##### OEFENMATERIAAL #####
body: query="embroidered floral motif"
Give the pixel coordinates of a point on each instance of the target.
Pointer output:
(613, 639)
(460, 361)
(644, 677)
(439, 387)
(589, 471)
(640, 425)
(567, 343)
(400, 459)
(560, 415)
#####
§ OPDRACHT
Vervang in de regels hierboven "floral" door "geometric". Neem alle regels verder ongewijzigd over.

§ ANTWOORD
body: query="embroidered geometric motif"
Give the pixel coordinates of a point on each instance of the target.
Pointer output:
(613, 639)
(460, 361)
(644, 677)
(439, 387)
(589, 471)
(640, 425)
(567, 343)
(400, 459)
(560, 415)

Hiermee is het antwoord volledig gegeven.